◆ **Die Aufgabe**: Nenne alle Ortsnamen, die im Artikel über Ekato unten vorkommen, jeden nur einmal.

◆ **Ausgewählter Auszug**:

# # # # # # #

Schopfheim/Lörrach Ekato zieht vor Gericht den Kürzeren

Werner Müller
Ein Zeichen der Solidarität mit den Betriebsräten setzte die IG Metall vor dem Lörracher Arbeitsgericht Foto: Werner Müller

Das Arbeitsgericht lehnt die fristlose Kündigung von zwei Betriebsräten in erster Instanz ab. Gut möglich allerdings, dass der Prozess auf höhrer Ebene fortgesetzt wird. Gegenstand des Verfahrens sind Handyaufnahmen während einer Versammlung.

Das Arbeitsgericht lehnt die fristlose Kündigung von zwei Betriebsräten in erster Instanz ab. Gut möglich allerdings, dass der Prozess auf höhrer Ebene fortgesetzt wird. Gegenstand des Verfahrens sind Handyaufnahmen während einer Versammlung.

So was gab es noch nie: Die Firma Ekato ist auf dem besten Weg, mit ihrem Versuch, zwei Betriebsratsvorsitzende auf dem Klageweg fristlos zu feuern beziehungsweise ihres Amtes zu entheben, eher unfreiwillig Arbeitsrecht-Geschichte zu schreiben.

Juristisches Tauziehen womöglich bis zum Bundesarbeitsgericht

Beim juristischen Tauziehen vor der neunten Kammer des Arbeitsgerichts Freiburg zog der weltweit operierende Hersteller von Rühr- und Mischtechnik am Montag in erster Instanz zwar den Kürzeren. Doch der dem Rechtsstreit zugrunde liegende Sachverhalt hat durchaus das Zeug für ein juristisches Tauziehen bis hinauf zum Bundesarbeitsgericht.

# # # # # # #

◆ **Bereitgestellte Angaben**:
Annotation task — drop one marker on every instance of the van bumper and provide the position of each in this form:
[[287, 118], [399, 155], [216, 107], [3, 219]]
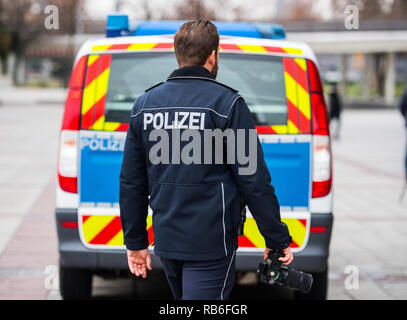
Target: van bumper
[[74, 254]]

# # # # # # #

◆ **Antwort**: Schopfheim, Lörrach, Freiburg